List each line of the material below that contains the string "outline". Matches are case-sensitive.
▼
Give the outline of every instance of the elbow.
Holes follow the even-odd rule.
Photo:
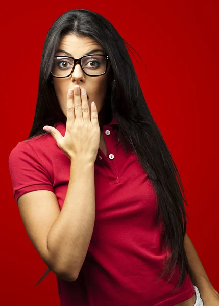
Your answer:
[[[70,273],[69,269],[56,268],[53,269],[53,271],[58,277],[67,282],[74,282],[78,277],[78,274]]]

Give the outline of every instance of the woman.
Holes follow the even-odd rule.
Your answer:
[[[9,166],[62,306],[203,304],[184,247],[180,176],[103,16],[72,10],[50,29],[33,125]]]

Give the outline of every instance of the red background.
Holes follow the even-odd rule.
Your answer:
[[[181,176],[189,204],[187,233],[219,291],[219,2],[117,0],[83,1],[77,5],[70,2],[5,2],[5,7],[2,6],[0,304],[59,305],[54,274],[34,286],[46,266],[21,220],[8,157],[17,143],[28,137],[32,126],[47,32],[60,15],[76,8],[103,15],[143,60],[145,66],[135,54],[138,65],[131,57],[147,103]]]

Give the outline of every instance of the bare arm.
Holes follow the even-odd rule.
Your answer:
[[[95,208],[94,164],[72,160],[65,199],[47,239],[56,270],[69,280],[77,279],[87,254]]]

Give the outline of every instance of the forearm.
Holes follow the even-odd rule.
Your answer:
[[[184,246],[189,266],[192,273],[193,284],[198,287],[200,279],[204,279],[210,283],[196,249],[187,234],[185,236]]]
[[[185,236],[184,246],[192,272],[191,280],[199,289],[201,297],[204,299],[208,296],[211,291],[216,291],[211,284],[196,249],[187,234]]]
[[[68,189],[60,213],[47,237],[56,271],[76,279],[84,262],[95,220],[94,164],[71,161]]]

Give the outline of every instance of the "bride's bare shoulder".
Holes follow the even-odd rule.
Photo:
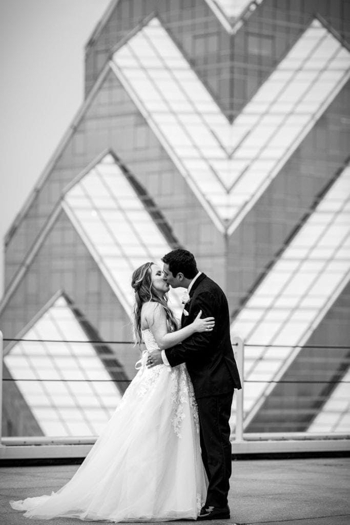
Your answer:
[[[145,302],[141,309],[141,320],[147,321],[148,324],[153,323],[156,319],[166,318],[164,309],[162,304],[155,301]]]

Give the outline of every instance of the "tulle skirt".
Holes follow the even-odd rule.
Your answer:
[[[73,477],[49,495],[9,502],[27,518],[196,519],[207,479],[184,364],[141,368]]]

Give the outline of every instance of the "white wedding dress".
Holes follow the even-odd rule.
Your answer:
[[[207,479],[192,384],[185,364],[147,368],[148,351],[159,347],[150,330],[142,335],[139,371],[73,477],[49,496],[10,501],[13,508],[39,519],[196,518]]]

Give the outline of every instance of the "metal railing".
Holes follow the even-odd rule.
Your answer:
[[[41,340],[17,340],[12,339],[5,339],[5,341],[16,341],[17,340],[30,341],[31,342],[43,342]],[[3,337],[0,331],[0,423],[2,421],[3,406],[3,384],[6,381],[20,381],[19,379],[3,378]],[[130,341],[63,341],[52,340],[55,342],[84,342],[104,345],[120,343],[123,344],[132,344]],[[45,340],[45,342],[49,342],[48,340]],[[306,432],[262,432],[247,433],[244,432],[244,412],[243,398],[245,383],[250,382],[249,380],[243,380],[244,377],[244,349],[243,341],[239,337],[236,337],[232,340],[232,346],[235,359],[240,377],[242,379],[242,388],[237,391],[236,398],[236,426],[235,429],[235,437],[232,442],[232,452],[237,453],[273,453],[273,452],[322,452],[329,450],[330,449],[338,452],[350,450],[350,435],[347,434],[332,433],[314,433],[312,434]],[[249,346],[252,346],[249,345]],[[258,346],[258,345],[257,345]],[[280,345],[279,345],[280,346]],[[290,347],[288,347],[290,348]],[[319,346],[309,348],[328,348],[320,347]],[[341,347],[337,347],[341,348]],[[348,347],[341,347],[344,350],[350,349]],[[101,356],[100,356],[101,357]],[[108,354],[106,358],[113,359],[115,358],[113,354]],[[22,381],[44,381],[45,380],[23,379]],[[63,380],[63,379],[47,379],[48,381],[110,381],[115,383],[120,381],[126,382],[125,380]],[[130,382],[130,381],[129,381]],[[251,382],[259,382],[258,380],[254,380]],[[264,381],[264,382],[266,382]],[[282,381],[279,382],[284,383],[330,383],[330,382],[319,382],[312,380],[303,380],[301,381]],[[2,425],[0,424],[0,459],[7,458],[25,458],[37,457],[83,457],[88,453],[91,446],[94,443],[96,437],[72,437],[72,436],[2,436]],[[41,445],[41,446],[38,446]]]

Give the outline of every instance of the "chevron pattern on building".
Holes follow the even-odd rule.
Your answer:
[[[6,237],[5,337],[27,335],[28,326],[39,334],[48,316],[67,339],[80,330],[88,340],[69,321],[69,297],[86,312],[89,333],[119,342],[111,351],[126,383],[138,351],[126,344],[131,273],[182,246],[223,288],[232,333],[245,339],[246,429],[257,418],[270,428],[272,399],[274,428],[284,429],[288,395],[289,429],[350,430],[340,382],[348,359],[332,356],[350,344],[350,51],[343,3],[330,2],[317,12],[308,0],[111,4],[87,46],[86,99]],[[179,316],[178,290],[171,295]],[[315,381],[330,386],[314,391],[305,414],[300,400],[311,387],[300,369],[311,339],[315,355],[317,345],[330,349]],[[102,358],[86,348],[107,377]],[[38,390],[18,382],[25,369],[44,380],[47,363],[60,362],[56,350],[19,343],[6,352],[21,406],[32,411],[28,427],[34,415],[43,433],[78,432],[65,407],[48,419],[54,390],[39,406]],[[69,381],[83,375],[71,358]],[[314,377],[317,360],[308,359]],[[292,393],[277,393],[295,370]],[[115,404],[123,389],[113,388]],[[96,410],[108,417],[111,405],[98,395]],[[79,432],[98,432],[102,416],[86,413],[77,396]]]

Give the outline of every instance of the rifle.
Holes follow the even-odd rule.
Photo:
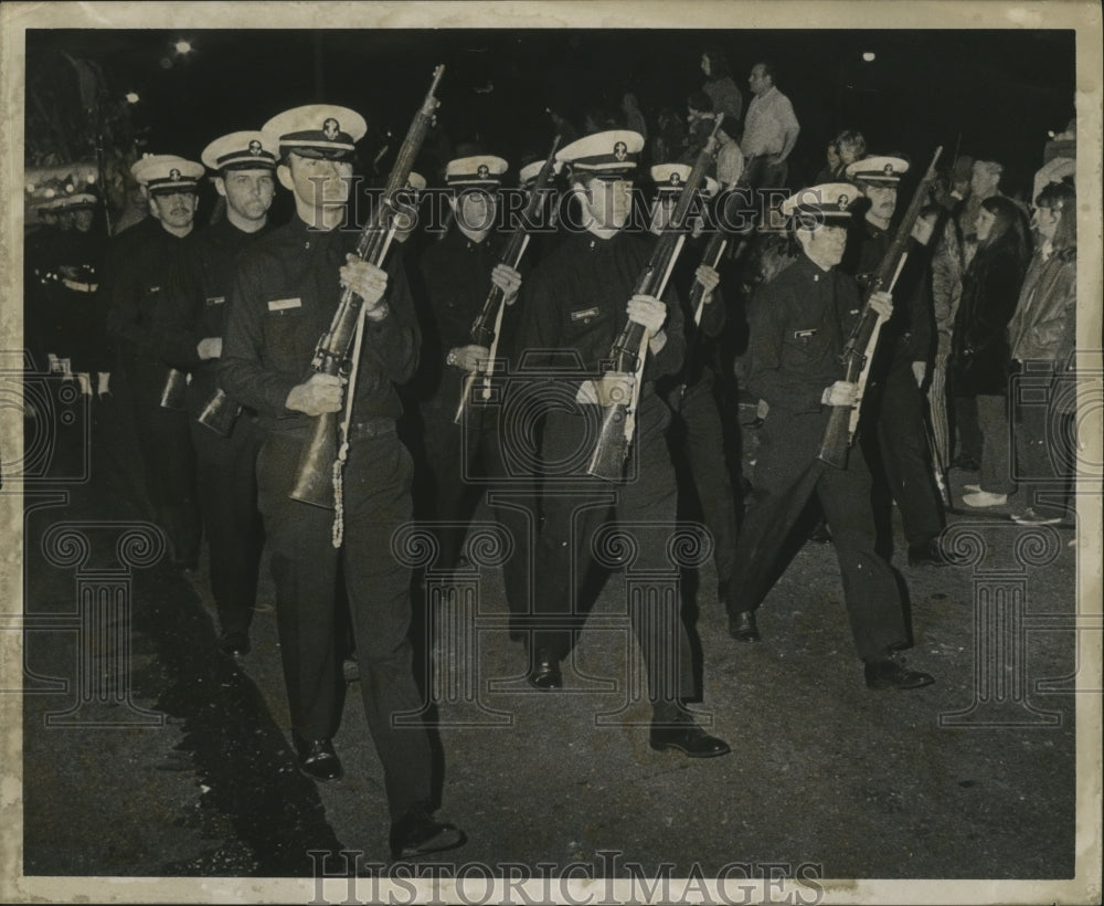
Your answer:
▲
• [Answer for this exercise]:
Give the outline of every instance of the elbow.
Give the outline of every instance of the woman.
Give the outline of every instance of the red background.
Give the outline of every instance of the bare arm.
Give the outline of every instance of the forearm.
Give the outline of every instance of the "bride's bare shoulder".
Give the outline of every instance of the "tulle skirt".
Give the outline of every instance of the "white wedding dress".
Give the outline of every instance of the "metal railing".
Give the outline of every instance of the "chevron pattern on building".
Give the outline of every instance of the rifle.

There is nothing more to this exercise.